** Provided material follows **

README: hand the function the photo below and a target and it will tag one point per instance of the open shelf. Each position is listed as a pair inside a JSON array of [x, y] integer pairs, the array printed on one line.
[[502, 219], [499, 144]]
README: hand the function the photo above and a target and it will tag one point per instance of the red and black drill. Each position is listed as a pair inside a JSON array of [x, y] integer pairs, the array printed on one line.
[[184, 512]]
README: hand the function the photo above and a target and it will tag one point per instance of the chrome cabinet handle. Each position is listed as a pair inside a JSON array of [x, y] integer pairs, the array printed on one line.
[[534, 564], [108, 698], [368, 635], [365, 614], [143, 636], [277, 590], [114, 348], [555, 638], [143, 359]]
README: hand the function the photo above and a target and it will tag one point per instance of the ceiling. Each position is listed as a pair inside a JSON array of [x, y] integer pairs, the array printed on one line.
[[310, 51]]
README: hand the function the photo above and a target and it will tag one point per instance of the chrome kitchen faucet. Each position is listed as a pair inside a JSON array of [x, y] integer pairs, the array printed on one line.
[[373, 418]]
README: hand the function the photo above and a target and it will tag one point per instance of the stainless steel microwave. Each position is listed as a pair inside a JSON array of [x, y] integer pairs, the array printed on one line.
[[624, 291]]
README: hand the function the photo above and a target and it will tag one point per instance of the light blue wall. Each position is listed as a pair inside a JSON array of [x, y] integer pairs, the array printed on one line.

** End of Provided material **

In full and without change, transcribe the entries.

▶ _Result for this task_
README: hand the function the photo below and a target and it will tag one point per instance of the open shelf. Each position is listed as a pair inside a JSON array of [x, y] integer pairs, the array printed on one line.
[[502, 219], [499, 144]]
README: hand the function the photo above and a target and it will tag one point per instance of the red and black drill. Each position is listed as a pair inside a JSON array of [x, y] integer pairs, the array printed on one line.
[[184, 512]]
README: hand the function the photo above and a target and it will tag one point per instance of the chrome cabinet handle. Each position is listed as a pair inside a JSON array of [x, y] integer pairs, the array printed on one line.
[[534, 564], [108, 698], [368, 635], [365, 614], [143, 636], [277, 590], [114, 348], [555, 638], [143, 359]]
README: hand the function the photo above and a target and it will tag one point per instance of the ceiling. Each position is listed as a pair inside a JSON array of [x, y] integer pairs, the array printed on one line.
[[310, 51]]
README: hand the function the photo above and a target and it will tag one point per instance of the chrome kitchen faucet. Each position is listed as a pair inside a JSON array of [x, y] integer pairs, the array printed on one line.
[[373, 418]]
README: hand the function the photo above and a target and it will tag one point per instance of the stainless steel microwave. Each position is listed as a pair inside a JSON array of [x, y] integer pairs, the array printed on one line.
[[624, 291]]
README: hand the function the photo above and a target and it will tag one point per instance of the light blue wall. Each position is listed as a pair inside a JSON array of [x, y] integer pairs, the array printed on one line.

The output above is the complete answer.